=== Exercise ===
Reproduce only the lines from the one containing "locate: recessed metal" down to the end of the items, requests included, multiplying every coordinate in the answers by 0.3 and rounding to whole numbers with halves rounded up. Leave the numbers in the requests and their format samples unchanged.

=== Pointing dataset items ===
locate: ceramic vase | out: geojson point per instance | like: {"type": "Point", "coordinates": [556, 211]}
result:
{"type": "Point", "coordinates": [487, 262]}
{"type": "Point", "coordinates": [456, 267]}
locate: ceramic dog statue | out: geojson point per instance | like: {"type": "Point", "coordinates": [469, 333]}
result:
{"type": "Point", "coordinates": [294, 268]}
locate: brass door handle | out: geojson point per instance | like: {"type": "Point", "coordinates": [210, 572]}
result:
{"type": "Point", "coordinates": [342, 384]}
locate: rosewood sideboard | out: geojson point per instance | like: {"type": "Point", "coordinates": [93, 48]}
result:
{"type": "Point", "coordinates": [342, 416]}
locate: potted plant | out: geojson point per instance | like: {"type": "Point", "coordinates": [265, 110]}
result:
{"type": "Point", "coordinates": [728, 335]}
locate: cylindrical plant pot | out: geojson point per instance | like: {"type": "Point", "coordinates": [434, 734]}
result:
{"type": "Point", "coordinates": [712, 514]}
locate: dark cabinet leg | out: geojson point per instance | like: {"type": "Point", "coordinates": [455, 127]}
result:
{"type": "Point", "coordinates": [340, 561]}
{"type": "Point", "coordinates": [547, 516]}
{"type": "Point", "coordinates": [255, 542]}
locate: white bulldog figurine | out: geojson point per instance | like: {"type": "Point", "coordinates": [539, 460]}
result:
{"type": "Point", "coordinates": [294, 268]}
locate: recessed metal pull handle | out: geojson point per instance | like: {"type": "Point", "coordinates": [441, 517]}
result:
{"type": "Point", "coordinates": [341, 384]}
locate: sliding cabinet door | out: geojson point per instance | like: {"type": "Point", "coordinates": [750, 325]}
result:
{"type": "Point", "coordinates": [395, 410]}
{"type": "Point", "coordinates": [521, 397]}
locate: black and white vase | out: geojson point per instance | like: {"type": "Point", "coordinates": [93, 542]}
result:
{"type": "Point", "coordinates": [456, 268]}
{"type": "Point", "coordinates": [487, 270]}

=== Output of the exercise ===
locate: recessed metal pull handle | out: geojson point per instance | like: {"type": "Point", "coordinates": [441, 517]}
result:
{"type": "Point", "coordinates": [102, 115]}
locate: sliding cabinet door | out: geojson point per instance | like: {"type": "Point", "coordinates": [750, 325]}
result:
{"type": "Point", "coordinates": [119, 123]}
{"type": "Point", "coordinates": [156, 119]}
locate: black and white vase | out: geojson point per instance | like: {"type": "Point", "coordinates": [93, 542]}
result:
{"type": "Point", "coordinates": [137, 80]}
{"type": "Point", "coordinates": [146, 81]}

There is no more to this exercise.